Provided passage ▸
_ _ _
Question

Prove
\[\dfrac{\cos\left( 2\pi\ + \ x \right){cosec}\left( 2\pi\ + \ x \right)\tan\left( \left( \dfrac{\pi}{2} \right) + \ x \right)}{\sec\left( \left( \dfrac{\pi}{2} \right) + \ x \right){cos xcot}\left( \pi\ + \ x \right)} = 1\]

Answer 1

Hint: In this question, we have to prove that
\[\dfrac{\cos\left( 2\pi\ + \ x \right){cosec}\left( 2\pi\ + \ x \right)\tan\left( \left( \dfrac{\pi}{2} \right) + \ x \right)}{\sec\left( \left( \dfrac{\pi}{2} \right) + \ x \right){cos xcot}\left( \pi\ + \ x \right)}\] is equal to \[1\] . First we need to consider the left hand side of the given expression. In order to prove this,we need to use the concepts of trigonometric identities. By using trigonometric identities and functions, we can prove this expression easily.
_ _ _
Dataset ▸
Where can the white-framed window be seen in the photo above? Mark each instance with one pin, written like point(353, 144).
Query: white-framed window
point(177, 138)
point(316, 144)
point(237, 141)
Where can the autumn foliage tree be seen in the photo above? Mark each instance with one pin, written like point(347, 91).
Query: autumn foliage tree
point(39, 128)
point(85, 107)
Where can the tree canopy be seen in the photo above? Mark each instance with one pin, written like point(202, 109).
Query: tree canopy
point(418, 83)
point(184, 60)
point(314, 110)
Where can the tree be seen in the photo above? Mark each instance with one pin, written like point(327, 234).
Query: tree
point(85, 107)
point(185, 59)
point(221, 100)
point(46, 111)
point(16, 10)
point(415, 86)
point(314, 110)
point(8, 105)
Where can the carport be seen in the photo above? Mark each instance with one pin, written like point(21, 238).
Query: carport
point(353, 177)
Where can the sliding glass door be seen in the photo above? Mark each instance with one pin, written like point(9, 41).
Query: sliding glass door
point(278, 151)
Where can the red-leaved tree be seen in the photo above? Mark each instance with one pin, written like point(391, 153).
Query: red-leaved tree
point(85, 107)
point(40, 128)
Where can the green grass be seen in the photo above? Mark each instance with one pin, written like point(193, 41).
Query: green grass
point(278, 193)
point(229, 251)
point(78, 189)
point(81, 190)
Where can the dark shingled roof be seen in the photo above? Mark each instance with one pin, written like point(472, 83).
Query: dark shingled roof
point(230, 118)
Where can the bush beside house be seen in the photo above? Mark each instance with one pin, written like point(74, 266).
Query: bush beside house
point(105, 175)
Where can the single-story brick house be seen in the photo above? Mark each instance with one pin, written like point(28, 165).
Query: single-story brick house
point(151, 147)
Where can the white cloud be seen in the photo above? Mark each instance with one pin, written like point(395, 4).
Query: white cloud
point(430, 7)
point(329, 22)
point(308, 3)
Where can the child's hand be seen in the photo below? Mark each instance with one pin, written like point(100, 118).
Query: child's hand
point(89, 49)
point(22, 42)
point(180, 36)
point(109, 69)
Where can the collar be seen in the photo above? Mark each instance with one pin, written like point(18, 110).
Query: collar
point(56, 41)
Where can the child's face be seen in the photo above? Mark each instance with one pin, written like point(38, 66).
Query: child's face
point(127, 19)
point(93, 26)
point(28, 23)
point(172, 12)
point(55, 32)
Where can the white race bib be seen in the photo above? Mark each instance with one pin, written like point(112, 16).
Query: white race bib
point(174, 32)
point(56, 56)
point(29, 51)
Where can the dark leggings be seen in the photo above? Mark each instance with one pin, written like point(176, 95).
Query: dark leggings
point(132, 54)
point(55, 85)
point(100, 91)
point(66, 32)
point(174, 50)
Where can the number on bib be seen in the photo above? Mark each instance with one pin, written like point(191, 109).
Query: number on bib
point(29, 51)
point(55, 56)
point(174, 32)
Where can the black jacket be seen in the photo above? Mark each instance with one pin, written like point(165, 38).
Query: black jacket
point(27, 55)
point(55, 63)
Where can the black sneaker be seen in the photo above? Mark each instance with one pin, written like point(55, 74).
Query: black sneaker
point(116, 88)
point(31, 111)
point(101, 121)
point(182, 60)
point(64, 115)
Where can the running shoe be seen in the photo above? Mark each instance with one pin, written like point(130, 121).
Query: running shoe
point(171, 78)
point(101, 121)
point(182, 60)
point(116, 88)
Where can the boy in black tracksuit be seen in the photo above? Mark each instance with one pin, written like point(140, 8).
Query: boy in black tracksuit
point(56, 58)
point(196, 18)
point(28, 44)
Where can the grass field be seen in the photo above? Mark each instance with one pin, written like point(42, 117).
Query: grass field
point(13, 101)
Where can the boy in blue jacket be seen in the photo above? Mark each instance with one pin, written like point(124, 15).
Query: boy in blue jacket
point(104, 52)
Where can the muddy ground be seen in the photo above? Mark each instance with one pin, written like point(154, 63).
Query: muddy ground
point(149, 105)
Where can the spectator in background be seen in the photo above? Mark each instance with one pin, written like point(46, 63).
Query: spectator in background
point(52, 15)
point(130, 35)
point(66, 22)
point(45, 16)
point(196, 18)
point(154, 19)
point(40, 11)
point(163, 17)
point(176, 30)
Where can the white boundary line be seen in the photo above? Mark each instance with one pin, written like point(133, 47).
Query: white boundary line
_ _ _
Parts of the exercise ▸
A - Output the trigonometry proof text from "Hint: In this" up to and including "this expression easily.", copying it exactly.
B - Check each statement against the trigonometry proof text, answering yes or no and quoting the words that decide it:
(i) The hint says to begin with the right hand side of the expression.
(ii) The hint calls for trigonometric identities to prove the expression.
(iii) The hint describes the proof as difficult.
C - Resume the trigonometry proof text from the point where it stops.

Task-by-task answers ▸
A -
Hint: In this question, we have to prove that
\[\dfrac{\cos\left( 2\pi\ + \ x \right){cosec}\left( 2\pi\ + \ x \right)\tan\left( \left( \dfrac{\pi}{2} \right) + \ x \right)}{\sec\left( \left( \dfrac{\pi}{2} \right) + \ x \right){cos xcot}\left( \pi\ + \ x \right)}\] is equal to \[1\] . First we need to consider the left hand side of the given expression. In order to prove this,we need to use the concepts of trigonometric identities. By using trigonometric identities and functions, we can prove this expression easily.

B -
(i) No: "First we need to consider the left hand side of the given expression."
(ii) Yes: "we need to use the concepts of trigonometric identities"
(iii) No: "we can prove this expression easily."

C -
Complete answer:
Consider the left part of the expression,
$\Rightarrow$ \[\dfrac{\cos\left( 2\pi\ + \ x \right){cosec}\left( 2\pi\ + \ x \right)\tan\left( \left( \dfrac{\pi}{2} \right) + \ x \right)}{\sec\left( \left( \dfrac{\pi}{2} \right) + \ x \right){cos xcot}\left( \pi\ + \ x \right)}\] ••• (1)
We know that the value of \[\pi\] is \[180°\]
$\Rightarrow$ \[2\pi = 2(180°)\]
By multiplying,
We get,
\[2\pi = 360°\]
We can rewrite \[cos(2\pi + x)\] as \[{cosx}\], since it lies in the first quadrant.
Similarly, we can also rewrite \[cosec(2\pi + x)\] as \[{cosec x}\], since it lies in the first quadrant.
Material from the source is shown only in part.